▶ **Short task**
Convert the items below into a single numbered list with one line per entry, omitting any blank lines.

▶ **Dataset content**
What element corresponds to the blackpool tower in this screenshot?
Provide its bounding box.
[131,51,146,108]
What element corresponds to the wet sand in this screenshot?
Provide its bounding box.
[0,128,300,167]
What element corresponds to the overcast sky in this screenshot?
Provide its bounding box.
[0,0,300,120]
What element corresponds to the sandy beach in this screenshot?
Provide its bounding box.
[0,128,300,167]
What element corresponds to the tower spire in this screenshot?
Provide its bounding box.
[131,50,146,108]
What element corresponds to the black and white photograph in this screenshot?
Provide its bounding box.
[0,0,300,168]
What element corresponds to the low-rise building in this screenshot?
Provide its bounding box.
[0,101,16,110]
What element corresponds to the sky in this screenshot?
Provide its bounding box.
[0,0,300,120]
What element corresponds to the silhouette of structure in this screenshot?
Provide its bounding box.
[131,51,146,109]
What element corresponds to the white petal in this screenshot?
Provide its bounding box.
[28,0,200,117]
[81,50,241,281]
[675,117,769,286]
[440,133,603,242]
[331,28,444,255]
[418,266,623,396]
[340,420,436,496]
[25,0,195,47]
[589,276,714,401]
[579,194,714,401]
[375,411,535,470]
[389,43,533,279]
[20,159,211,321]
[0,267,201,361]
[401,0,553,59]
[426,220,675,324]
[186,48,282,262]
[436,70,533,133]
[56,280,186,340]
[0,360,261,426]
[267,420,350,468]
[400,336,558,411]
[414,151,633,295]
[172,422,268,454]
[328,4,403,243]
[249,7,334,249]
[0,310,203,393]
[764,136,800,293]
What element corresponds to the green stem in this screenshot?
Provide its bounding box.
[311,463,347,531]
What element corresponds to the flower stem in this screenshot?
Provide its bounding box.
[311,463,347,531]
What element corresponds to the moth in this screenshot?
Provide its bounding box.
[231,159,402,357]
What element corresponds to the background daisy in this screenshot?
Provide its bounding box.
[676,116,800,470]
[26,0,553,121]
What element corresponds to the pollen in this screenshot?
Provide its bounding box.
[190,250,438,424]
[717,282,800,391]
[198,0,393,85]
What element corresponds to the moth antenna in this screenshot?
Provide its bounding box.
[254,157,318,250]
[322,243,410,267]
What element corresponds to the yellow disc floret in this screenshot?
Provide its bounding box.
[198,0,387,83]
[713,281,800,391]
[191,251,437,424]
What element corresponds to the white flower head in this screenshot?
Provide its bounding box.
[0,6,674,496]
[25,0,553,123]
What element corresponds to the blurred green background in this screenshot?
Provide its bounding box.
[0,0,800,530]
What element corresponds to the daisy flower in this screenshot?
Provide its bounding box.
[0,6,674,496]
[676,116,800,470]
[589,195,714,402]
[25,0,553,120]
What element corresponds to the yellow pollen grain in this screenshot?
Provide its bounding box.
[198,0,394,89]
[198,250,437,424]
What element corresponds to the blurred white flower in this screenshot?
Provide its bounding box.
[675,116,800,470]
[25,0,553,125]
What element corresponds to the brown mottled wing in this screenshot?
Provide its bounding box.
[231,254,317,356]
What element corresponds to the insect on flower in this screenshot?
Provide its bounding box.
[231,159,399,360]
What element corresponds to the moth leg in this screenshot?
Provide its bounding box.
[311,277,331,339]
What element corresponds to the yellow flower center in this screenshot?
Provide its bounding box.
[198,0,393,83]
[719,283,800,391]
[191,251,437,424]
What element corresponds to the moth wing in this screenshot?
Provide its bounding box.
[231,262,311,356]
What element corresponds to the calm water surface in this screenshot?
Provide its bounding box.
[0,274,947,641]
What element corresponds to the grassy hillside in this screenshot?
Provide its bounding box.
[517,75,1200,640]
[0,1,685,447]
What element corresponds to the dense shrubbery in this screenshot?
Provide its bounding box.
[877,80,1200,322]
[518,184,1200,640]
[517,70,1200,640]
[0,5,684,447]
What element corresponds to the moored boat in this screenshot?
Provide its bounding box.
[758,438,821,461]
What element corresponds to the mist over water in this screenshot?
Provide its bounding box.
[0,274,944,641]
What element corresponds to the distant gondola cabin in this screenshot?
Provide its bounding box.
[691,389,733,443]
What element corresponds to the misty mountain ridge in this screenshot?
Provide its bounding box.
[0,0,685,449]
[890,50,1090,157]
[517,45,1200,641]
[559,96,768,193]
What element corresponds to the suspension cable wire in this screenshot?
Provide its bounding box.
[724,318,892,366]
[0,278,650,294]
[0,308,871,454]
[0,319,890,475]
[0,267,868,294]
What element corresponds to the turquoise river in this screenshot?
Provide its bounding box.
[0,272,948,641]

▶ **Correct output**
1. What element corresponds to the blackpool tower in this screenshot?
2. Provide its bounding box.
3. [131,51,146,108]
4. What element corresponds to the wet sand in this screenshot?
5. Provide its bounding box.
6. [0,128,300,167]
7. What element corresponds to the overcast sky in this screenshot?
8. Provide its bounding box.
9. [0,0,300,120]
10. What element corresponds to the sandy beach in this screenshot?
11. Provide its bounding box.
12. [0,128,300,167]
13. What element corresponds to the tower spire in this screenshot?
14. Provide its bounding box.
15. [131,50,146,108]
16. What element corresponds to the black and white photograph in this screenshot?
17. Provide its bounding box.
18. [0,0,300,168]
19. What element corresponds to the low-rise building in this screenshot?
20. Provide its bounding box.
21. [0,101,16,110]
22. What element corresponds to the sky in this screenshot?
23. Provide its bounding box.
24. [0,0,300,120]
25. What element corresponds to the silhouette of structure in this screenshot?
26. Provide its bounding box.
27. [131,51,146,109]
28. What element corresponds to the white petal in this screenshot?
29. Provide its bounding box.
30. [28,0,200,117]
31. [81,50,241,281]
32. [675,117,769,286]
33. [440,133,603,242]
34. [331,28,444,255]
35. [418,266,623,396]
36. [340,420,436,496]
37. [25,0,195,47]
38. [589,276,714,401]
39. [579,194,714,401]
40. [375,411,535,470]
41. [389,43,533,279]
42. [20,159,211,321]
43. [0,267,201,361]
44. [401,0,553,59]
45. [426,220,675,324]
46. [186,48,282,262]
47. [436,70,533,133]
48. [56,280,186,340]
49. [0,360,261,426]
50. [267,420,350,468]
51. [400,336,558,411]
52. [414,151,633,295]
53. [172,422,268,454]
54. [328,4,403,243]
55. [249,7,334,249]
56. [0,310,203,393]
57. [764,136,800,293]
58. What element corresponds to the green stem in this screenshot?
59. Provide its bounding box.
60. [311,463,347,531]
61. What element corresponds to the flower stem in this screenshot?
62. Provide its bounding box.
63. [311,463,347,531]
64. What element corresponds to the moth in this screenshot?
65. Provide its bounding box.
66. [231,159,402,357]
67. What element corresponds to the background daisy in this screenshot?
68. Provide its bounding box.
69. [676,116,800,470]
70. [26,0,553,121]
71. What element corresponds to the pollen in this screenshot?
72. Provide its bounding box.
73. [190,250,438,424]
74. [717,282,800,391]
75. [198,0,393,85]
76. What element corresponds to the moth antenna in this screenshot?
77. Provide its bounding box.
78. [254,157,318,250]
79. [322,243,410,267]
80. What element corresponds to the yellow disc floret in this screenshot?
81. Provide its bounding box.
82. [198,0,387,83]
83. [713,281,800,391]
84. [191,251,437,424]
85. What element corresponds to the white flower head in this screenshot?
86. Provide its bounding box.
87. [0,6,674,496]
88. [25,0,553,123]
89. What element corresponds to the blurred green background in this screenshot?
90. Provide its bounding box.
91. [0,0,800,530]
92. What element corresponds to the daisy flower in this screenshot?
93. Provide its bounding box.
94. [0,6,674,496]
95. [676,116,800,470]
96. [589,195,714,402]
97. [25,0,553,120]
98. What element corresponds to the yellow pollen grain in this screenshot?
99. Provide its bounding box.
100. [198,0,394,89]
101. [198,250,437,424]
102. What element corresponds to the blurred white flower in this screenshot?
103. Provide its bounding box.
104. [675,116,800,470]
105. [25,0,553,125]
106. What element corresponds to the brown mottled wing in this screenshot?
107. Provide its bounding box.
108. [231,254,317,356]
109. What element corresponds to the insect on flower in this screenshot?
110. Provide its bounding box.
111. [231,159,399,360]
112. What element corresponds to the moth leg in this screenshot?
113. Provide its bounding box.
114. [311,277,331,339]
115. What element corresponds to the yellow flower center in this screenshot?
116. Provide its bounding box.
117. [198,0,393,83]
118. [719,283,800,391]
119. [191,251,437,424]
120. What element corresponds to the moth wing in this screenshot?
121. Provide its bounding box.
122. [231,262,311,356]
123. What element corresponds to the calm water surface in this screenshot?
124. Provide its bounding box.
125. [0,274,947,641]
126. What element corresponds to the grassy hillside in this screenshot?
127. Provide its bounding box.
128. [517,75,1200,640]
129. [0,1,685,447]
130. What element corresponds to the dense shrubbery in this screenshot?
131. Provide its bounding box.
132. [877,80,1200,322]
133. [518,184,1200,640]
134. [517,70,1200,640]
135. [0,5,684,447]
136. What element corresponds to the moored boat in this screenshot?
137. Provide its bounding box.
138. [758,438,821,461]
139. What element corresponds to the mist over water in this screenshot?
140. Provide its bounding box.
141. [0,274,944,641]
142. What element corresponds to the distant gondola cabin in this screenshot?
143. Provide its bounding box.
144. [691,389,733,443]
145. What element corresponds to the misty mountain ridge in this screenshot?
146. Provide its bounding box.
147. [0,0,685,449]
148. [890,50,1090,157]
149. [517,45,1200,641]
150. [559,96,768,193]
151. What element corresponds to the suspension cable wire in this screenshot?
152. Provide its bounding box.
153. [724,318,892,366]
154. [0,278,650,294]
155. [0,308,871,454]
156. [0,319,890,475]
157. [0,267,868,294]
158. What element corresponds to the turquoise river in this screenshot?
159. Provide its bounding box.
160. [0,272,948,641]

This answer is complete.